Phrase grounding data
......

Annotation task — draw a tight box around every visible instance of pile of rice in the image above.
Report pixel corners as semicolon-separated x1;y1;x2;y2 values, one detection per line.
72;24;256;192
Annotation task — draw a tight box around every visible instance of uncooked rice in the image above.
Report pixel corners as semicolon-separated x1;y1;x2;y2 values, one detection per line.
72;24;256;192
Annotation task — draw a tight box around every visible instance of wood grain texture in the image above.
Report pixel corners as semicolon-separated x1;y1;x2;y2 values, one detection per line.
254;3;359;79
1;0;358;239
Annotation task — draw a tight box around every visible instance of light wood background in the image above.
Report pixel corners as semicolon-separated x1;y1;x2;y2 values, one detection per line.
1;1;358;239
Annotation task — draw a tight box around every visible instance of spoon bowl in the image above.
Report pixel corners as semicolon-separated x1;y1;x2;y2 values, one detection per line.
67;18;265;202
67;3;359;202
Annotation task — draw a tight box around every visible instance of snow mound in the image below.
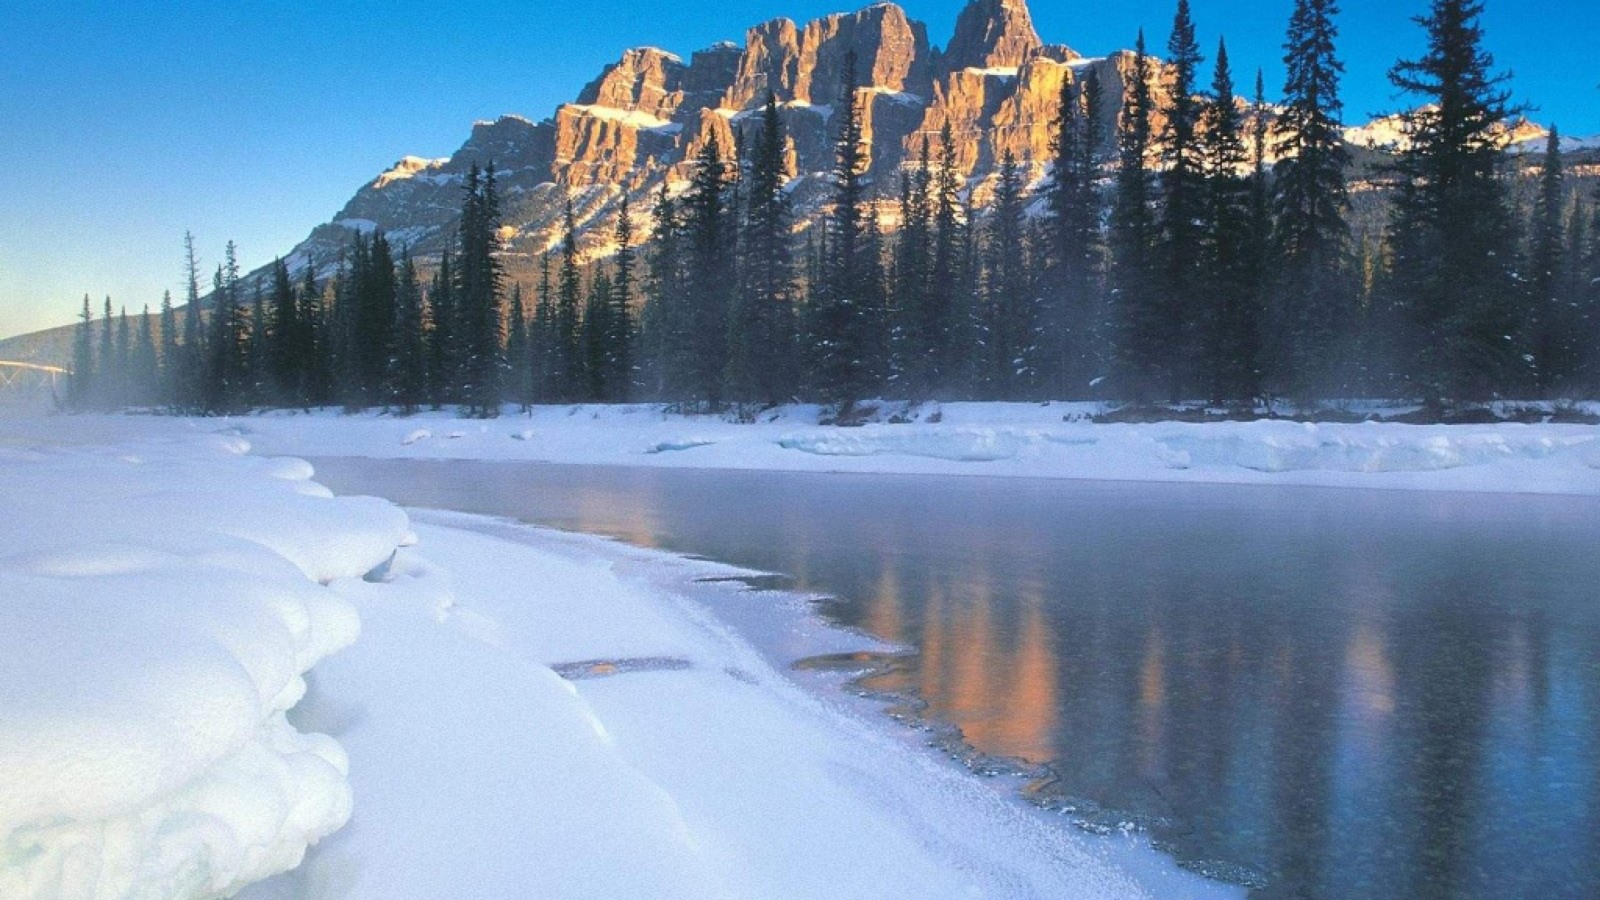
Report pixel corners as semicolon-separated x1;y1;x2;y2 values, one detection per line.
0;438;409;898
779;426;1048;462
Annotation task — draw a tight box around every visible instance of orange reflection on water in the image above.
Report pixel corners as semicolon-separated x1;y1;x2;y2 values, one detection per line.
863;567;1061;764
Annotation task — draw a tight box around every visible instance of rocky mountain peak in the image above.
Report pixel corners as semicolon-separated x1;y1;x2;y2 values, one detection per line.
941;0;1042;73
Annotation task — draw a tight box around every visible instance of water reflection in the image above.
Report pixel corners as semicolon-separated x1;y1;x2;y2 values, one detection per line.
310;459;1600;899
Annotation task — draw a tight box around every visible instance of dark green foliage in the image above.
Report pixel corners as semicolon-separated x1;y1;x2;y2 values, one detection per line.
70;296;93;409
807;51;874;405
1526;128;1573;395
556;199;585;401
388;251;429;413
728;95;799;405
1045;70;1108;398
1385;0;1524;401
1271;0;1353;397
1111;31;1162;402
454;163;507;416
985;150;1032;397
681;135;737;407
1199;41;1263;405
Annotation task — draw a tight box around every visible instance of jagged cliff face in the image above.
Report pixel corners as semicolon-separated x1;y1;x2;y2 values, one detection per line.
282;0;1167;286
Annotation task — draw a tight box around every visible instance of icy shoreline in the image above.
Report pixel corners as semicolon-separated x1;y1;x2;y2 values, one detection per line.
9;401;1600;495
1;424;1234;898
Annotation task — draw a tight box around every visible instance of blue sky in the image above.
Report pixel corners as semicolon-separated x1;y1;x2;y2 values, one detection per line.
2;0;1596;338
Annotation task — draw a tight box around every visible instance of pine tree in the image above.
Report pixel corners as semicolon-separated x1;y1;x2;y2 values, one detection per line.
927;121;968;396
608;197;638;402
247;284;267;405
427;251;455;407
506;284;531;409
531;252;556;402
134;305;158;405
1272;0;1352;399
204;243;249;414
1527;127;1570;395
70;296;93;409
179;232;206;412
158;290;178;407
388;250;428;414
98;296;115;408
682;134;737;407
1386;0;1523;403
454;163;507;416
556;198;585;401
1047;70;1107;398
986;149;1032;396
1110;30;1162;402
728;95;798;405
893;135;935;395
267;258;299;405
300;263;330;407
1199;40;1262;405
115;306;132;406
1156;0;1207;400
583;272;614;402
641;183;685;400
808;51;873;406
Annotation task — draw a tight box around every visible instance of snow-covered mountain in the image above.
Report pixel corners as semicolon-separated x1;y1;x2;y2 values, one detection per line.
278;0;1165;285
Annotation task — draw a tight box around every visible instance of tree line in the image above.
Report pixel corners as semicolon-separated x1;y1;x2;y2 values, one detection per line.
69;0;1600;417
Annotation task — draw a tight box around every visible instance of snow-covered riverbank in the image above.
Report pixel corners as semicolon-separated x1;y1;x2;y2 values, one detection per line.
11;401;1600;494
0;423;1235;898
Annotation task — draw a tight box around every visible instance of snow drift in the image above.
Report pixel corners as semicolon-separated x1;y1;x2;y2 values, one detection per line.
0;436;409;899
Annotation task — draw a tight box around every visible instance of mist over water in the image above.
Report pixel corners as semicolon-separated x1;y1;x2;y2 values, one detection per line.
312;458;1600;899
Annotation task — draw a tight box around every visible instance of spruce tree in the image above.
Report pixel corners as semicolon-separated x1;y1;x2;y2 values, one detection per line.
1386;0;1523;402
300;264;330;407
808;51;872;406
180;232;206;412
893;136;935;396
388;251;428;414
506;284;531;409
134;305;158;405
1272;0;1352;399
71;296;93;409
556;198;585;401
1157;0;1206;400
267;258;299;405
427;251;455;407
641;183;685;400
986;149;1031;396
1110;30;1162;402
115;306;132;406
729;95;798;405
531;252;556;402
98;296;115;408
1047;71;1107;398
682;134;737;407
927;121;968;396
607;197;638;402
158;290;178;407
454;163;507;416
204;243;249;414
1200;40;1262;405
1527;127;1569;394
583;273;614;402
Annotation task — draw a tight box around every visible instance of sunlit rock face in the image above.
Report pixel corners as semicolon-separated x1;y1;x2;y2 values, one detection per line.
272;0;1169;287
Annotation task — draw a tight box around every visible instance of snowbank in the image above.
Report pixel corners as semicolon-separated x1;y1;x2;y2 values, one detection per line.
241;515;1231;899
22;402;1594;495
0;436;408;899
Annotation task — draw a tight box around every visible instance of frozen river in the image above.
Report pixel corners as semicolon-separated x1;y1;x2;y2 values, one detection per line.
311;458;1600;899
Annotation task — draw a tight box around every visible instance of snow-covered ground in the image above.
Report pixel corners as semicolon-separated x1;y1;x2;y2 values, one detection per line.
0;420;1236;898
11;401;1600;495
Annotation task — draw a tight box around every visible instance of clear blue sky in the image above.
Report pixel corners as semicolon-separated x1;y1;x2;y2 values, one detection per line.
2;0;1595;338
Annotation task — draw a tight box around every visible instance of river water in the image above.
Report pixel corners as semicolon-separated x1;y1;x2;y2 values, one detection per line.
309;458;1600;899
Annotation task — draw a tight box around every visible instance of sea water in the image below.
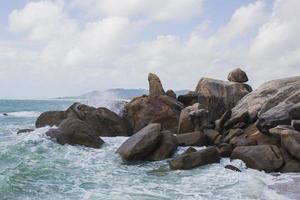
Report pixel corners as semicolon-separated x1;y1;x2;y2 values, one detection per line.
0;99;299;200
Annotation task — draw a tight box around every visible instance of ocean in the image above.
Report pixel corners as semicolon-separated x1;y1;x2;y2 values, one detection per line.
0;99;299;200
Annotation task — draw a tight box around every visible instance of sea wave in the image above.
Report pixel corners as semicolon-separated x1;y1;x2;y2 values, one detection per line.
4;111;41;118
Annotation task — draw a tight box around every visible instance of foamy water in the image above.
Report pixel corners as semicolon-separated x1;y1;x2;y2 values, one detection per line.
0;99;298;200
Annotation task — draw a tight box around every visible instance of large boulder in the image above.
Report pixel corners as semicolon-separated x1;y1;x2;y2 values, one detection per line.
37;103;132;136
36;111;66;128
46;118;104;148
195;78;250;121
148;131;178;161
66;103;132;136
227;68;248;83
176;131;209;146
177;103;199;134
169;147;220;170
116;123;161;161
281;130;300;160
225;76;300;134
231;145;284;172
124;74;184;133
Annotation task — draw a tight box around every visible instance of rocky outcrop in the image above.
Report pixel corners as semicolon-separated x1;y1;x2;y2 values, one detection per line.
116;123;161;161
124;73;184;133
169;147;220;170
36;111;66;128
46;118;104;148
148;130;178;161
36;103;132;137
225;76;300;133
195;78;250;121
227;68;248;83
231;145;284;172
176;131;209;146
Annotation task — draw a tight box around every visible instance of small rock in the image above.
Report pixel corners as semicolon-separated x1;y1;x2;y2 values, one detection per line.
227;68;249;83
225;165;241;172
3;113;8;116
17;128;34;134
169;147;220;170
183;147;197;154
166;90;176;99
224;129;244;143
217;143;233;157
177;92;198;107
203;129;220;145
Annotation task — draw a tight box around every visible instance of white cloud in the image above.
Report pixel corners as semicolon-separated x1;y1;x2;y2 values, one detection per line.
72;0;203;21
1;0;300;98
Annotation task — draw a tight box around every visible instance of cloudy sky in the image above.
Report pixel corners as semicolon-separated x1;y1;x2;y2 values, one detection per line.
0;0;299;99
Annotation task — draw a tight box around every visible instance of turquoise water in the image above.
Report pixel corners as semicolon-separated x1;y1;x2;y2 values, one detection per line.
0;99;298;200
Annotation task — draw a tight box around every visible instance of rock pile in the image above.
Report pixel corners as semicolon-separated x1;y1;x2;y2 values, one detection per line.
29;68;300;173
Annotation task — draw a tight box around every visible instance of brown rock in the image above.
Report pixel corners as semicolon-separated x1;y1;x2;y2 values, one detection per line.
148;131;178;161
116;123;161;161
227;68;248;83
36;111;66;128
177;91;198;107
203;129;220;145
166;90;176;99
229;136;257;147
224;129;244;143
46;118;105;148
217;143;233;157
169;147;220;170
177;103;199;134
280;147;300;173
176;131;209;147
231;145;284;172
281;130;300;160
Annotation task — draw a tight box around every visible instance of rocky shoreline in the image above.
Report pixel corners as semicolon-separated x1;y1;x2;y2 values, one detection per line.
19;68;300;173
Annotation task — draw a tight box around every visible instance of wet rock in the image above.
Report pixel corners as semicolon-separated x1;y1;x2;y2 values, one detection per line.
166;90;176;99
169;147;220;170
226;76;300;133
225;165;241;172
36;111;66;128
148;131;178;161
116;123;161;161
46;118;105;148
124;74;183;133
281;130;300;160
269;125;295;137
217;143;233;157
292;120;300;131
177;91;198;107
231;145;284;172
17;128;34;134
177;103;199;134
227;68;248;83
66;103;132;136
183;147;197;154
3;113;8;116
195;78;250;121
176;131;209;147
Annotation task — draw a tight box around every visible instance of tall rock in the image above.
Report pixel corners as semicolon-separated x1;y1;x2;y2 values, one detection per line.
124;73;184;133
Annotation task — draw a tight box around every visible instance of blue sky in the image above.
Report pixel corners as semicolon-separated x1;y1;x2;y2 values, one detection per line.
0;0;299;99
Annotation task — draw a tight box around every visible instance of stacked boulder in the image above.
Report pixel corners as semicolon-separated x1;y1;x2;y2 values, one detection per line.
116;123;177;161
123;73;184;133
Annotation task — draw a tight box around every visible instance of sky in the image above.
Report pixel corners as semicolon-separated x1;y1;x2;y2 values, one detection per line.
0;0;299;99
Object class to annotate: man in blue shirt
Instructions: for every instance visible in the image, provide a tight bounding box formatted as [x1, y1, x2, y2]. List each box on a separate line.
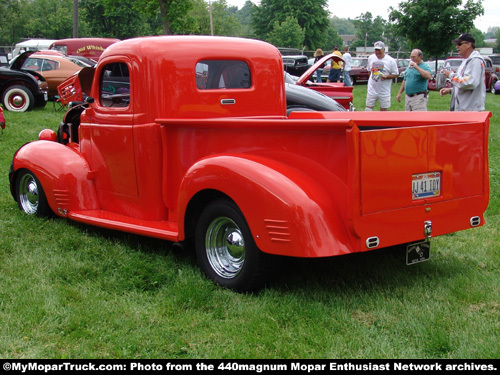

......

Activity: Each line that holds the word "boulder" should be extracted from the records.

Your response:
Annotation task — draw a tight box around every visible instance of large boulder in the image above.
Annotation task — draw a tight box around every visible instance of stacked boulder in the image above.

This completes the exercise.